| STATED PROBLEM |
Render every line of the material below as a Markdown table with two columns, Row and Line, numbering the rows and omitting blank lines. Leave the pictures out of the table.
Start MATERIAL FOR THE TASK
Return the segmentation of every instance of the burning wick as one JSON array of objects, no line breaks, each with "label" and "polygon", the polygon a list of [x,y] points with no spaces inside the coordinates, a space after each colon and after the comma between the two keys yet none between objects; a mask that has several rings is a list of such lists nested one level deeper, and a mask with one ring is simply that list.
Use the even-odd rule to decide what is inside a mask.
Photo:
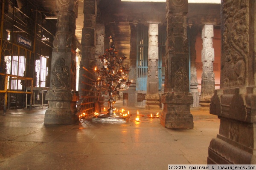
[{"label": "burning wick", "polygon": [[151,118],[154,118],[154,116],[152,115],[152,113],[150,113],[150,115],[148,115],[148,117]]}]

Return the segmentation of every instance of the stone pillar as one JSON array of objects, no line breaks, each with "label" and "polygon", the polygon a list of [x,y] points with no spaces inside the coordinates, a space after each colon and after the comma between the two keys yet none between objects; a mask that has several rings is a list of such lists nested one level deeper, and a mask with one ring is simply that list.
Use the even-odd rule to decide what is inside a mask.
[{"label": "stone pillar", "polygon": [[[95,66],[95,44],[96,41],[96,0],[87,0],[84,3],[84,27],[82,29],[82,57],[80,61],[79,71],[79,91],[80,96],[85,96],[90,90],[92,87],[84,85],[81,81],[90,82],[90,79],[93,78],[91,74],[86,71],[83,67],[92,72],[93,72],[93,67]],[[85,75],[85,76],[84,76]],[[83,90],[84,89],[85,90]],[[82,102],[82,98],[79,103]]]},{"label": "stone pillar", "polygon": [[213,25],[205,25],[202,30],[203,72],[201,83],[201,96],[199,104],[201,109],[209,109],[211,98],[215,89],[213,72],[214,49],[212,47]]},{"label": "stone pillar", "polygon": [[208,164],[256,164],[256,2],[236,2],[221,5],[220,89],[210,107],[220,125],[209,147]]},{"label": "stone pillar", "polygon": [[158,94],[158,24],[149,24],[148,55],[148,79],[145,96],[147,110],[160,109]]},{"label": "stone pillar", "polygon": [[195,50],[195,40],[198,33],[198,27],[192,26],[189,28],[189,36],[190,45],[190,92],[193,96],[193,102],[192,107],[198,107],[199,105],[199,92],[198,89],[198,83],[197,81],[195,59],[196,50]]},{"label": "stone pillar", "polygon": [[78,0],[57,0],[57,32],[53,41],[51,84],[46,95],[49,109],[45,112],[45,124],[69,124],[78,119],[76,91],[76,20]]},{"label": "stone pillar", "polygon": [[[137,60],[137,34],[135,26],[133,23],[130,24],[131,28],[131,39],[130,40],[130,65],[129,69],[129,79],[132,80],[133,82],[128,90],[124,91],[124,93],[128,93],[128,106],[129,107],[134,107],[137,104],[136,100],[136,75]],[[124,95],[123,95],[124,99]],[[123,106],[125,106],[123,103]]]},{"label": "stone pillar", "polygon": [[99,56],[104,54],[104,24],[96,23],[95,29],[96,43],[95,44],[95,59],[97,67],[101,66]]},{"label": "stone pillar", "polygon": [[161,124],[171,129],[192,129],[189,55],[186,35],[187,0],[166,0],[167,37],[163,109]]}]

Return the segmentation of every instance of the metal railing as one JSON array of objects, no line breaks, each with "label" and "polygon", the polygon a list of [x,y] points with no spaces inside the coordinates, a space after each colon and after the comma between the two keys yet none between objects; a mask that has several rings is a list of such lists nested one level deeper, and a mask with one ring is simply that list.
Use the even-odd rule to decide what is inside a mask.
[{"label": "metal railing", "polygon": [[[30,94],[30,100],[29,102],[29,110],[31,110],[32,103],[32,94],[33,93],[33,78],[23,77],[18,75],[10,75],[8,74],[4,74],[0,73],[0,75],[4,77],[4,89],[3,90],[0,90],[0,93],[5,93],[4,105],[3,105],[3,113],[6,113],[7,109],[7,96],[8,93],[18,93],[18,94]],[[30,92],[23,92],[21,91],[15,91],[12,89],[8,89],[8,77],[12,80],[27,80],[31,81],[31,89]]]}]

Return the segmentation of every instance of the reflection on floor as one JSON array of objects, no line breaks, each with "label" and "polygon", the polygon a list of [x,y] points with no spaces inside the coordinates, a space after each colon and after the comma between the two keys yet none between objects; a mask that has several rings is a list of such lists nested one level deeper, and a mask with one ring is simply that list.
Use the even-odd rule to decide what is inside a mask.
[{"label": "reflection on floor", "polygon": [[216,116],[192,109],[194,129],[173,130],[147,116],[160,110],[122,105],[115,104],[132,115],[126,123],[45,126],[47,107],[1,112],[0,169],[164,170],[169,164],[207,164],[208,147],[218,132]]}]

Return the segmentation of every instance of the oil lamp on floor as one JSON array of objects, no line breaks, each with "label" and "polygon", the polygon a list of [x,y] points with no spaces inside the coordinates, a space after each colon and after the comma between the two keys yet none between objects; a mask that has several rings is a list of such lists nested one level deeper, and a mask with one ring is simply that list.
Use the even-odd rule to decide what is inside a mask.
[{"label": "oil lamp on floor", "polygon": [[[111,42],[114,40],[113,37],[110,37]],[[99,115],[105,118],[118,118],[128,116],[128,114],[123,115],[117,113],[113,104],[116,102],[115,96],[119,91],[127,90],[132,82],[125,78],[128,76],[129,69],[124,65],[127,57],[124,55],[118,56],[113,43],[111,48],[106,51],[108,54],[104,54],[99,56],[103,66],[100,68],[95,67],[94,71],[97,74],[97,79],[94,82],[94,86],[99,90],[106,90],[108,92],[109,98],[108,102],[109,107],[107,114]]]}]

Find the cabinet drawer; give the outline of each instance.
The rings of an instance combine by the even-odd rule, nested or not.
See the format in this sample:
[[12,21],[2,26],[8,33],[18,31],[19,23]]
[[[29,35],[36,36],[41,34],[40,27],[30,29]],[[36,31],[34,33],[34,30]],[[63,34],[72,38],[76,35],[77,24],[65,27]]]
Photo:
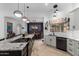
End MATERIAL FOR THE TASK
| TASK SOLUTION |
| Row | Line |
|---|---|
| 1 | Return the segmentation of every instance of the burning wick as one JSON array of objects, no line breaks, each with "label" and "polygon", the polygon a list of [x,y] points with no spaces inside the coordinates, a space after each colon and after the comma between the two keys yet none between objects; a mask that has several rings is a list of such lists nested one level deeper, and a mask with one ring is simply that list. |
| 2 | Use the even-odd rule to decide what is inside a mask. |
| 3 | Photo: |
| 4 | [{"label": "burning wick", "polygon": [[151,118],[154,118],[154,116],[152,115],[152,113],[150,113],[150,115],[148,115],[148,117]]}] |
| 5 | Return the segmentation of every instance of the stone pillar as one JSON array of objects, no line breaks, each with "label" and "polygon", the polygon a list of [x,y] points with no spaces inside the coordinates, a space after each colon and after the comma between the two keys yet none between objects; a mask that has several rings is a list of such lists nested one level deeper, and a mask with one ring is simply that list. |
| 6 | Use the even-odd rule to decide what is inside a mask. |
| 7 | [{"label": "stone pillar", "polygon": [[[95,66],[95,44],[96,41],[96,0],[87,0],[84,3],[84,27],[82,29],[82,57],[80,61],[79,71],[79,91],[80,96],[85,96],[90,90],[92,87],[84,85],[81,81],[90,82],[90,79],[93,78],[91,74],[86,71],[83,67],[92,72],[93,72],[93,67]],[[85,75],[85,76],[84,76]],[[83,90],[84,89],[85,90]],[[82,102],[82,98],[79,103]]]},{"label": "stone pillar", "polygon": [[213,25],[205,25],[202,30],[203,72],[201,83],[201,96],[199,104],[201,109],[209,109],[211,98],[215,89],[213,72],[214,49],[212,47]]},{"label": "stone pillar", "polygon": [[208,164],[256,164],[256,2],[236,2],[221,5],[220,89],[210,107],[220,125],[209,147]]},{"label": "stone pillar", "polygon": [[158,94],[158,24],[149,24],[148,55],[148,79],[145,96],[147,110],[160,109]]},{"label": "stone pillar", "polygon": [[195,50],[195,40],[198,33],[198,27],[192,26],[189,28],[189,36],[190,45],[190,92],[193,96],[193,102],[192,107],[198,107],[199,105],[199,92],[198,89],[198,83],[197,81],[195,59],[196,50]]},{"label": "stone pillar", "polygon": [[78,0],[57,0],[57,32],[53,41],[51,84],[46,95],[49,109],[45,112],[45,124],[69,124],[78,119],[76,91],[76,20]]},{"label": "stone pillar", "polygon": [[[137,60],[137,34],[135,26],[133,23],[130,24],[131,28],[131,39],[130,40],[130,65],[129,69],[129,79],[132,80],[133,82],[128,90],[124,91],[124,93],[128,93],[128,106],[129,107],[134,107],[137,104],[136,100],[136,75]],[[124,95],[123,95],[124,99]],[[123,106],[125,106],[123,103]]]},{"label": "stone pillar", "polygon": [[99,56],[104,54],[104,24],[96,23],[95,29],[96,43],[95,44],[95,59],[97,67],[101,66]]},{"label": "stone pillar", "polygon": [[161,124],[171,129],[192,129],[189,55],[186,35],[187,0],[166,0],[167,37],[163,109]]}] |
| 8 | Return the segmentation of every instance of the metal railing as one JSON array of objects, no line breaks, each with "label" and "polygon", the polygon a list of [x,y] points with no spaces inside the coordinates, a space after each colon and after the comma between the two keys yet none between objects; a mask that has several rings is a list of such lists nested one level deeper, and a mask with one ring is simply that list. |
| 9 | Use the even-odd rule to decide what is inside a mask. |
| 10 | [{"label": "metal railing", "polygon": [[[30,94],[30,100],[29,102],[29,110],[31,110],[32,103],[32,94],[33,93],[33,78],[23,77],[18,75],[10,75],[8,74],[4,74],[0,73],[0,75],[4,77],[4,89],[3,90],[0,90],[0,93],[5,93],[4,105],[3,105],[3,113],[6,113],[7,109],[7,96],[8,93],[18,93],[18,94]],[[30,92],[23,92],[21,91],[15,91],[12,89],[8,89],[8,77],[12,80],[27,80],[31,81],[31,89]]]}] |
| 11 | Return the segmentation of every instance of the reflection on floor as one JSON array of objects, no line breaks, each with "label" and "polygon", the polygon a list of [x,y] points with no spaces inside the coordinates, a space after each colon and after the comma between the two keys yet none between objects; a mask that has several rings is a list of such lists nested one level deeper, and a mask with one ring is simply that list. |
| 12 | Use the even-odd rule to decide what is inside a mask. |
| 13 | [{"label": "reflection on floor", "polygon": [[216,116],[192,109],[194,129],[173,130],[147,116],[160,110],[122,105],[115,104],[132,115],[126,123],[45,126],[47,107],[1,112],[0,169],[164,170],[169,164],[207,164],[208,147],[218,132]]}] |
| 14 | Return the segmentation of every instance of the oil lamp on floor as one JSON array of objects, no line breaks, each with "label" and "polygon", the polygon a list of [x,y] points with no spaces inside the coordinates, a space after each colon and after the comma between the two keys yet none between objects; a mask that has several rings is a list of such lists nested one level deeper, and a mask with one ring is simply that list. |
| 15 | Use the even-odd rule to decide what is inside a mask. |
| 16 | [{"label": "oil lamp on floor", "polygon": [[[111,42],[114,40],[113,37],[110,37]],[[99,115],[105,118],[118,118],[128,116],[128,114],[123,115],[117,113],[113,104],[116,102],[115,96],[119,91],[127,90],[132,82],[125,78],[128,76],[129,69],[124,65],[127,57],[124,55],[118,56],[113,43],[111,48],[106,51],[108,54],[104,54],[99,56],[103,66],[100,68],[95,67],[94,71],[97,74],[97,79],[94,82],[94,86],[99,90],[106,90],[108,92],[109,98],[108,102],[109,107],[107,114]]]}] |
| 17 | Find the cabinet drawer; give the outline of each instance. |
| 18 | The rings of an instance combine by the even-odd rule, nested or not. |
| 19 | See the format in this sample: |
| 20 | [[12,21],[2,26],[8,33],[18,31],[19,23]] |
| 21 | [[[29,35],[36,36],[41,34],[40,27],[30,29]],[[36,31],[34,33],[34,30]],[[63,34],[72,38],[76,35],[77,24],[65,27]]] |
| 22 | Photo: |